## begin DATA FOR PROCESSING

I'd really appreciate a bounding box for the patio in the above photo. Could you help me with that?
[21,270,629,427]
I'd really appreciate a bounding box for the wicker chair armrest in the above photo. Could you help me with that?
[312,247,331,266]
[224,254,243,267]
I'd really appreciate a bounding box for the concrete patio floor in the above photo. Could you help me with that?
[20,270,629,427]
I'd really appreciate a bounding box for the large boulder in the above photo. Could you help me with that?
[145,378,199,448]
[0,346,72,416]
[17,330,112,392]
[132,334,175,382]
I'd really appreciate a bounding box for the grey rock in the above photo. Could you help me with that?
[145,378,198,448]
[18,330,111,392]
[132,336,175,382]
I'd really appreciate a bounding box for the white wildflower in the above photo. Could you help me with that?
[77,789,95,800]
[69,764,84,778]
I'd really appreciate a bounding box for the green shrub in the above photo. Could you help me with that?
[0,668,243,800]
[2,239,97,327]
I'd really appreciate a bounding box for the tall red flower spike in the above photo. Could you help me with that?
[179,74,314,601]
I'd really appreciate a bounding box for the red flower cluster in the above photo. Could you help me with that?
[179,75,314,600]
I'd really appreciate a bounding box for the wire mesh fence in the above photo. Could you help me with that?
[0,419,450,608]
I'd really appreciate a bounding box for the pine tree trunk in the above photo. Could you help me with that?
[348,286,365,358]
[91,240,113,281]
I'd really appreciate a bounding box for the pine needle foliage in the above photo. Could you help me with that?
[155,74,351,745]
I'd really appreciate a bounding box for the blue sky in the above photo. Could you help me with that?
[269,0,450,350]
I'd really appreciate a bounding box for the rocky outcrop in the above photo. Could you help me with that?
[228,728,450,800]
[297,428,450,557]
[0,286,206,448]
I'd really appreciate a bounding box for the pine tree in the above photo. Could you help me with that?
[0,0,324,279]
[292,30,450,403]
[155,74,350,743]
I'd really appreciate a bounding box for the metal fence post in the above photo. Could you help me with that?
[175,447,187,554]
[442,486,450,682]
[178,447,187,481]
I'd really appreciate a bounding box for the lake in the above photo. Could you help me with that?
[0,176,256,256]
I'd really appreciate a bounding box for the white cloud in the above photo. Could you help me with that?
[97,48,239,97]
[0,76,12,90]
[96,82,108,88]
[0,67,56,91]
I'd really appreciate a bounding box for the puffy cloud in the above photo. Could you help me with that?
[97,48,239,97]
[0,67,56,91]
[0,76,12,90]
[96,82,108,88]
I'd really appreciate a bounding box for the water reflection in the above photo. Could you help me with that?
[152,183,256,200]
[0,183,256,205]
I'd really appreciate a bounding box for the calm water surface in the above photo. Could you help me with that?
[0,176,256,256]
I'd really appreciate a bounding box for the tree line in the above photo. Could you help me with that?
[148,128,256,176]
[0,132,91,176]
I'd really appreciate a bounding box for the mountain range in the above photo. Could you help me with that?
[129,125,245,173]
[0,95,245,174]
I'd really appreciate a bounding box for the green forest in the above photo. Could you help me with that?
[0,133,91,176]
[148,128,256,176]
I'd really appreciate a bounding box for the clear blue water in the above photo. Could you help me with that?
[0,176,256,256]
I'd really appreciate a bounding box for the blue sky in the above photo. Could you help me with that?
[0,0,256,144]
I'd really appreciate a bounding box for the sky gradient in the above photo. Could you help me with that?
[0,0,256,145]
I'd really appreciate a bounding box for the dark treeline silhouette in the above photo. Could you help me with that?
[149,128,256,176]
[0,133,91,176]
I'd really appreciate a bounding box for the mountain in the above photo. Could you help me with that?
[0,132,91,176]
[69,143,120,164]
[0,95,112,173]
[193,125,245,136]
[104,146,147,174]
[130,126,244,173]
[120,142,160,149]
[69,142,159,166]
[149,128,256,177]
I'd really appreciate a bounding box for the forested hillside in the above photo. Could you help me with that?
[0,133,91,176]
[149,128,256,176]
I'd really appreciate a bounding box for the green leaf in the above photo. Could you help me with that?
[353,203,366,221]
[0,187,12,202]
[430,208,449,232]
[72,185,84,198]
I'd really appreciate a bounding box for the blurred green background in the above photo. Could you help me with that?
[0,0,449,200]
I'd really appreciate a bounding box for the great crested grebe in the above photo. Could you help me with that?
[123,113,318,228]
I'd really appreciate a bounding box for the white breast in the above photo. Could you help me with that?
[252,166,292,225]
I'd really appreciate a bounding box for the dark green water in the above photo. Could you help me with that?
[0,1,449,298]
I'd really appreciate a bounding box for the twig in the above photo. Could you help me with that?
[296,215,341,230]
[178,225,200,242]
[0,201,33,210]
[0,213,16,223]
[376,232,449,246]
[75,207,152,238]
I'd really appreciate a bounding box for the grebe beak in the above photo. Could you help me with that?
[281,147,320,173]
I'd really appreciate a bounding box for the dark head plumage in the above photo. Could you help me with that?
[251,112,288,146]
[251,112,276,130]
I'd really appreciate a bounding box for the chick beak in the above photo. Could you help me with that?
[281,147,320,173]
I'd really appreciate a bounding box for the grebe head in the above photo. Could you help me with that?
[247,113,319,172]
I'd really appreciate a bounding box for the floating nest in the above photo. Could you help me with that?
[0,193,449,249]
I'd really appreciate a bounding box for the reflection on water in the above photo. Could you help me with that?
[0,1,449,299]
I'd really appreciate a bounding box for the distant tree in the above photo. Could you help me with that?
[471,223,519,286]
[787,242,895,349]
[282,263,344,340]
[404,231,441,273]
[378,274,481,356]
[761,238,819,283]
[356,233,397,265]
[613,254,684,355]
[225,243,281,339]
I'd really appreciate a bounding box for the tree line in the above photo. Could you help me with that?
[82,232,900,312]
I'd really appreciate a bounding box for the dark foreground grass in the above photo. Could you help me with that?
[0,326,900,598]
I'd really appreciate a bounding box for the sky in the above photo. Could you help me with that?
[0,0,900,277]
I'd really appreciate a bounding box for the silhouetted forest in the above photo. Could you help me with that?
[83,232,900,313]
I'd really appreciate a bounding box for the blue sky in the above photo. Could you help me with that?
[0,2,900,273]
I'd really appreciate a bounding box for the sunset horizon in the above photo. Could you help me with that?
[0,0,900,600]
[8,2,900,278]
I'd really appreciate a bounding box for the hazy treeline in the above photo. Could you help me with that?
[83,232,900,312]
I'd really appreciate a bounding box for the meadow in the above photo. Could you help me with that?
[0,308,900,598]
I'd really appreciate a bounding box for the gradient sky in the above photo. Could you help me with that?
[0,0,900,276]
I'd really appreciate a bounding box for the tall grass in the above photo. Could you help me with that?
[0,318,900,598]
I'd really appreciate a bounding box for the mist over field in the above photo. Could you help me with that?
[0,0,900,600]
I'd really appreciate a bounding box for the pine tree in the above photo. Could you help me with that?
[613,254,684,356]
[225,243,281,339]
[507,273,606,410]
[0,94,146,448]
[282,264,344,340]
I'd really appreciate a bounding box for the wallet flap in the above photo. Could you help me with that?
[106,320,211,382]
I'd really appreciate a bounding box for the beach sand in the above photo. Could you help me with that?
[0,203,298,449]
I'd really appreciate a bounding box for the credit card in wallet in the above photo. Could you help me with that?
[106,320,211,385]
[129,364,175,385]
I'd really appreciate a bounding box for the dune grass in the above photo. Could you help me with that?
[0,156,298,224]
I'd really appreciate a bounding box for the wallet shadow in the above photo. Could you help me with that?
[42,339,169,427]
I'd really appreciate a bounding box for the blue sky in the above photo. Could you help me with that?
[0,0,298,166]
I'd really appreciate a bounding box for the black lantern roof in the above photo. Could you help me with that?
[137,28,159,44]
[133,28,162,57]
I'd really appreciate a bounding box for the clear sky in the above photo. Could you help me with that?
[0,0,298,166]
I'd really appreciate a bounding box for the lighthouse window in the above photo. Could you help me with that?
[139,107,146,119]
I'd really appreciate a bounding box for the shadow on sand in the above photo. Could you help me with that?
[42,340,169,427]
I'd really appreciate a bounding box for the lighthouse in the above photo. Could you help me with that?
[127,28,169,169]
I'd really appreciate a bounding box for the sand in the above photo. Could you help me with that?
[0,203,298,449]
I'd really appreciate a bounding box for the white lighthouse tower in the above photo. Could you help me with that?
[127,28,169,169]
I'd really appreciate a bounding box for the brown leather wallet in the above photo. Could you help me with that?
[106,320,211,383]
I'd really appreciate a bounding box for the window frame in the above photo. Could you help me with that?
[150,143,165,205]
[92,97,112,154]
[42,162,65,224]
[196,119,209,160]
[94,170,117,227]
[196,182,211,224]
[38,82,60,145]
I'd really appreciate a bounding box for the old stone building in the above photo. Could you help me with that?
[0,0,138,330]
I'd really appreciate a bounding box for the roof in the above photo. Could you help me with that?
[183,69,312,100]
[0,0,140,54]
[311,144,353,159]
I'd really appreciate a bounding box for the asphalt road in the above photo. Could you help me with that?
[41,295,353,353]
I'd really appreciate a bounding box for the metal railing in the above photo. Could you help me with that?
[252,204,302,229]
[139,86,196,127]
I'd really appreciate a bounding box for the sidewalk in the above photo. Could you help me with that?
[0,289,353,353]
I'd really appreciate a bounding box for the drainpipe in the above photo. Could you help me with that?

## end DATA FOR PROCESSING

§ **CHALLENGE**:
Find each line in the items above that contains the word "treeline", and copy those lines out in full.

§ **EXPECTED ANSWER**:
I'd really appreciate a bounding box for the dark treeline silhouette in the above photo. Could you help me with that?
I'd really appreciate a bounding box for the hazy treeline in the above photo. Could you help me with that?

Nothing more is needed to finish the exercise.